Passage provided
^^^^

OpenReels

Image Providers

Configure AI image generation for scene visuals — Gemini Imagen and OpenAI DALL-E.

The image provider generates AI images for scenes with visual_type: "ai_image" and for the source frames used in AI video generation (visual_type: "ai_video"). All images are generated in vertical 9:16 portrait orientation for YouTube Shorts.

Supported providers

ProviderDefault modelEnv varFlag valueCost per image
Gemini Imagengemini-3.1-flash-image-previewGOOGLE_API_KEYgemini$0.101
OpenAI DALL-Egpt-image-1.5OPENAI_API_KEYopenai$0.167

Usage

pnpm start "topic" --image-provider gemini
pnpm start "topic" --image-provider openai

Gemini is the default. The --provider google shortcut also sets images to Gemini.

How images are generated

Each AI image prompt goes through the Image Prompter agent before reaching the provider. The agent optimizes the raw visual_prompt from the DirectorScore by adding archetype-specific style direction, aspect ratio instructions, and explicit "no text, no watermarks" constraints.

Gemini Imagen

Uses the gemini-3.1-flash-image-preview model via the @google/genai SDK. Requests image + text response modalities and extracts the inline image data from the response.

  • Resolution: 1080x1920 (vertical 9:16)
  • Output format: PNG (base64-decoded from API response)
  • Style control: Passed as part of the prompt text

OpenAI DALL-E

Uses the gpt-image-1.5 model via the OpenAI SDK. Generates at 1024x1536 (2:3 aspect ratio, closest to 9:16 at supported sizes) with high quality.

^^^^

Exercise set
• a. Write out the part of the image providers page from "How images are" to "from API response)".
• b. According to the image providers page, what agent does each AI image prompt pass through before reaching the provider?
• c. Continue the image providers page from the point where it stops.

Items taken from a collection
^^^^

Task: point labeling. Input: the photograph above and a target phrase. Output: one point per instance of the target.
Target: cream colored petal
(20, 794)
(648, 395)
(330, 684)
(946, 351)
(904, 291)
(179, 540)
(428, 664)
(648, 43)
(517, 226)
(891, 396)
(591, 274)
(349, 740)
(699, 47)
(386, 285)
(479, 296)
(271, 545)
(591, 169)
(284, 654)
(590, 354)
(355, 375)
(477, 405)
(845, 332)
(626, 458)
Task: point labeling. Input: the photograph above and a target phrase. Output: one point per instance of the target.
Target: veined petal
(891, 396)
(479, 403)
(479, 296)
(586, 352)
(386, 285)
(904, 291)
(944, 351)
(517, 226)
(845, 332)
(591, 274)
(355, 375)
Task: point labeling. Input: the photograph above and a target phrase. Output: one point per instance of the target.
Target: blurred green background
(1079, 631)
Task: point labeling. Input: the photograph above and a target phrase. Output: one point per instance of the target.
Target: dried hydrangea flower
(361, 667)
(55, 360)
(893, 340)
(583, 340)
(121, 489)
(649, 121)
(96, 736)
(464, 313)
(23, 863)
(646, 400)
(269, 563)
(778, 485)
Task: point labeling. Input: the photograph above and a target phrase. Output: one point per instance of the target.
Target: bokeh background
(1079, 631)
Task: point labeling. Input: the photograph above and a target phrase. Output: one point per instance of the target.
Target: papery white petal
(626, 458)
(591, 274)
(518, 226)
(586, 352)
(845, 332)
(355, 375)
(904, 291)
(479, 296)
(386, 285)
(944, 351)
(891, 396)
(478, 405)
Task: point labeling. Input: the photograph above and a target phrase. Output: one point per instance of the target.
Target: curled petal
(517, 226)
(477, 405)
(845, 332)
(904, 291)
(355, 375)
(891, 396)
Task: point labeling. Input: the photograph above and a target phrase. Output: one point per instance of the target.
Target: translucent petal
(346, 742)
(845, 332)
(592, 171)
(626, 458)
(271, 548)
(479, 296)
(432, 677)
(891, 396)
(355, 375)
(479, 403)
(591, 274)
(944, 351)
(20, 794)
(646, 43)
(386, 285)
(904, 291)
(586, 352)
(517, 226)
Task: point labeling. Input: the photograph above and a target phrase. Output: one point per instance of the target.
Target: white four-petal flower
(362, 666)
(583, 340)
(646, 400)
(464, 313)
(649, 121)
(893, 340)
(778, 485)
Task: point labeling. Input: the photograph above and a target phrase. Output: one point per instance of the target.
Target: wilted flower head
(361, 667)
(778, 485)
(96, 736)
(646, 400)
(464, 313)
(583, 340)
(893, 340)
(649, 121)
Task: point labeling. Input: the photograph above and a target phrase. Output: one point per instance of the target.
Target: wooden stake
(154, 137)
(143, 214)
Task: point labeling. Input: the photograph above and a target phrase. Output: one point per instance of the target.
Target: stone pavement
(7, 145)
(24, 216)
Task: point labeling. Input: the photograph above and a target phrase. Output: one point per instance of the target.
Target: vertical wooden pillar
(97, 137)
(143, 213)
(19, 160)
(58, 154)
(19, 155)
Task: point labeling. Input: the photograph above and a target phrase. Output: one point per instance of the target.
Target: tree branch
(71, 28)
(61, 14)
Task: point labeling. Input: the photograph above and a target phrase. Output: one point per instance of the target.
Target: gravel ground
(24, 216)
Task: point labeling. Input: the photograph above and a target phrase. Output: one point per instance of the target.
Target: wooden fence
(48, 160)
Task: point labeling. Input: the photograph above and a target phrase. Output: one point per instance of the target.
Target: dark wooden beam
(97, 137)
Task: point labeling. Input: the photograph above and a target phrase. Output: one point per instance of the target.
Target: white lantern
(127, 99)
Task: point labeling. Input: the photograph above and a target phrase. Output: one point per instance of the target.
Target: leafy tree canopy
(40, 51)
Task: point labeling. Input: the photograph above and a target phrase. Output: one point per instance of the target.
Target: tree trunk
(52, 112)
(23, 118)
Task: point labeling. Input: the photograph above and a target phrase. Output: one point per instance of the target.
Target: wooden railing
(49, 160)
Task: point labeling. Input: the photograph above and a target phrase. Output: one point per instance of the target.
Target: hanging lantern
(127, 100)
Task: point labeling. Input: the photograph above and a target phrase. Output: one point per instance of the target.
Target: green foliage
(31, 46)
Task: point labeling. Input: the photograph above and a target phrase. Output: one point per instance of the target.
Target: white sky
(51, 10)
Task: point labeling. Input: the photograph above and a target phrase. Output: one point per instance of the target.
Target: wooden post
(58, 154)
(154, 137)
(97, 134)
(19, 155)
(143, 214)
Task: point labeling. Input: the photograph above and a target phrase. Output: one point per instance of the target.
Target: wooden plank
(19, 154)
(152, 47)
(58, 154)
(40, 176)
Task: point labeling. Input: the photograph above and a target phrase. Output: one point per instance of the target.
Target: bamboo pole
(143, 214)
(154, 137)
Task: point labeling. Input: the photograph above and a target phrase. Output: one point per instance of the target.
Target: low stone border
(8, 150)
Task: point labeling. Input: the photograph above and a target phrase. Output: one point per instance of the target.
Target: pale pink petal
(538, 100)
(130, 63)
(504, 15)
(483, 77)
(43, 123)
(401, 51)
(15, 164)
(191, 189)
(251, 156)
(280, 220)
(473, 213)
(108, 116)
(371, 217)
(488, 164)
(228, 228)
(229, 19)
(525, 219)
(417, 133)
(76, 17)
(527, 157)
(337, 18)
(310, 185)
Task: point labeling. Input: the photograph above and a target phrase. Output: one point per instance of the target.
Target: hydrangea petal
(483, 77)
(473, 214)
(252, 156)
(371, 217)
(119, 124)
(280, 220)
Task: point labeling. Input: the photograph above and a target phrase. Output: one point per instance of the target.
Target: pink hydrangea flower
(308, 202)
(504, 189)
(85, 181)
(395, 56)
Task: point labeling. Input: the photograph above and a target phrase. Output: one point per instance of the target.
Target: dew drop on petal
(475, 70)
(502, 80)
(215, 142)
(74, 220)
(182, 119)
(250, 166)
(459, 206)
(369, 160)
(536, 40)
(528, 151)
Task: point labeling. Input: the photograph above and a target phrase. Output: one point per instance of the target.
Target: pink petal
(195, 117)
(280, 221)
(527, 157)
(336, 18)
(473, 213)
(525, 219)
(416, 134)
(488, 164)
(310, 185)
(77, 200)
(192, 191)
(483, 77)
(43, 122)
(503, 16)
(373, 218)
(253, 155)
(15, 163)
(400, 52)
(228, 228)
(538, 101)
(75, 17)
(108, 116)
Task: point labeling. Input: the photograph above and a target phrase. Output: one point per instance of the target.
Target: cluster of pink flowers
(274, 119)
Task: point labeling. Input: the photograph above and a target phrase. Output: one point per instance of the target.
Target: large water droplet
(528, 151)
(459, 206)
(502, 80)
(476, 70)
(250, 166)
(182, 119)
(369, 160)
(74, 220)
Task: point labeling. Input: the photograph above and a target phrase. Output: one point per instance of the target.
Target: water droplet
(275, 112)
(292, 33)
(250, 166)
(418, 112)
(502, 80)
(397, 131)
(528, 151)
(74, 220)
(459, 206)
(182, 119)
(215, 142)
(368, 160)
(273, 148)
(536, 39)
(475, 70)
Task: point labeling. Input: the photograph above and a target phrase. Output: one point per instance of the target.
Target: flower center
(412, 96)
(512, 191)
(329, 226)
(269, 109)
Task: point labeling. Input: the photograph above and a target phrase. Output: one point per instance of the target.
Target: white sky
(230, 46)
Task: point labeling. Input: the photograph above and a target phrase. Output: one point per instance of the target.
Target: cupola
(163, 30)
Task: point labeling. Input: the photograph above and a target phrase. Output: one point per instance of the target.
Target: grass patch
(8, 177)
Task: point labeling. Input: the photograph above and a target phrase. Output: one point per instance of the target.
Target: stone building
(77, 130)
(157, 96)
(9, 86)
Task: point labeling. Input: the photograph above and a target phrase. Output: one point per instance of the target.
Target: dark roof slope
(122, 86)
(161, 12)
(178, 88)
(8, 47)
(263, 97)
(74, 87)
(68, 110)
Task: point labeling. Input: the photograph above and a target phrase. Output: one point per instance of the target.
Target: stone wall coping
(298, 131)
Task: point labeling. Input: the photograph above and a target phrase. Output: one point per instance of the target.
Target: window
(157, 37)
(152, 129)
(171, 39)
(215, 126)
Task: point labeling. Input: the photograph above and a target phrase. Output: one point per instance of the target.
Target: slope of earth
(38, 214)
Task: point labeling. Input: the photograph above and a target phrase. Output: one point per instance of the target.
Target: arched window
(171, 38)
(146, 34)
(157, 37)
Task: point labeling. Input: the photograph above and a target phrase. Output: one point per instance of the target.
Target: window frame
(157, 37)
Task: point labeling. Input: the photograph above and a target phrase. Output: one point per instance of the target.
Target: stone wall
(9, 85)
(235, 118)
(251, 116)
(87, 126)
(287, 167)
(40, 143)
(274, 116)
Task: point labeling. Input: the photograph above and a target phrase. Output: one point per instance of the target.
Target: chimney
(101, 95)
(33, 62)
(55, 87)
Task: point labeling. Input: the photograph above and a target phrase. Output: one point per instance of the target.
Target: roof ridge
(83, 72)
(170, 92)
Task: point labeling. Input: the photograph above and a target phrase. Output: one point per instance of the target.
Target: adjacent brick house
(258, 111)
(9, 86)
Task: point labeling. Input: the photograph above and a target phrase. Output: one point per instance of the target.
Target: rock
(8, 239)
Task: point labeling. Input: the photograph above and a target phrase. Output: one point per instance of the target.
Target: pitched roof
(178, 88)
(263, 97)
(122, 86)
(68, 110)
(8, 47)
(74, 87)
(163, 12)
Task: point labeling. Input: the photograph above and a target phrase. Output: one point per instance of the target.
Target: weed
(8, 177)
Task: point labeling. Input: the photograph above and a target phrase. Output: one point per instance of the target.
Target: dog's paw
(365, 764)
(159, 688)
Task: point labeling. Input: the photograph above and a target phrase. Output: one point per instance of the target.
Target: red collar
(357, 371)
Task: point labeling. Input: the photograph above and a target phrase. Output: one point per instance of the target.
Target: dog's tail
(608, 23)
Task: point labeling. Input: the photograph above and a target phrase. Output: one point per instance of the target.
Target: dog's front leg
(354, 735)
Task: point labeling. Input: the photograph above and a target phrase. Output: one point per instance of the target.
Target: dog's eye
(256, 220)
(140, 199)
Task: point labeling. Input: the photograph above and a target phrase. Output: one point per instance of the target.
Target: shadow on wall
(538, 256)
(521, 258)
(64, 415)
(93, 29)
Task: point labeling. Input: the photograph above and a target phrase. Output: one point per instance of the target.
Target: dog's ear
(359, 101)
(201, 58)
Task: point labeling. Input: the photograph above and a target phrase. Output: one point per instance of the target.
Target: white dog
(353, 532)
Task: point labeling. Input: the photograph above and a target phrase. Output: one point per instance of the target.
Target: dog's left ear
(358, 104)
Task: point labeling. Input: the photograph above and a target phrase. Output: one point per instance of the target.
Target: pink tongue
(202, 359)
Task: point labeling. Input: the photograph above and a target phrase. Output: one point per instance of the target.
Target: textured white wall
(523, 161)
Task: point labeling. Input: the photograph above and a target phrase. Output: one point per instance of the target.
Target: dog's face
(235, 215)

^^^^

Task responses
• a.
How images are generated

Each AI image prompt goes through the Image Prompter agent before reaching the provider. The agent optimizes the raw visual_prompt from the DirectorScore by adding archetype-specific style direction, aspect ratio instructions, and explicit "no text, no watermarks" constraints.

Gemini Imagen

Uses the gemini-3.1-flash-image-preview model via the @google/genai SDK. Requests image + text response modalities and extracts the inline image data from the response.

  • Resolution: 1080x1920 (vertical 9:16)
  • Output format: PNG (base64-decoded from API response)

• b. The Image Prompter agent.

• c.
  • Resolution: 1024x1536 (portrait 2:3)
  • Output format: PNG (base64-decoded)
  • Quality setting: high

Cost comparison

ProviderPer image3 images5 images
Gemini Imagen$0.101$0.303$0.505
OpenAI DALL-E$0.167$0.501$0.835

Gemini is about 40% cheaper per image. For a typical 5-scene video with 3 AI images and 2 stock scenes, the image generation difference is roughly $0.20.

Images are often the largest cost component in a run. Stock scenes (visual_type: "stock_image" or "stock_video") are free, so the Creative Director's scene type choices directly impact cost. If stock footage fails verification and falls back to AI generation, the additional cost is reflected in the final cost report.

AI video source images

When a scene uses visual_type: "ai_video", the pipeline first generates an AI image using the image provider, then passes that image to the video provider as the source frame for image-to-video generation. This means AI video scenes cost both an image generation fee and a video generation fee.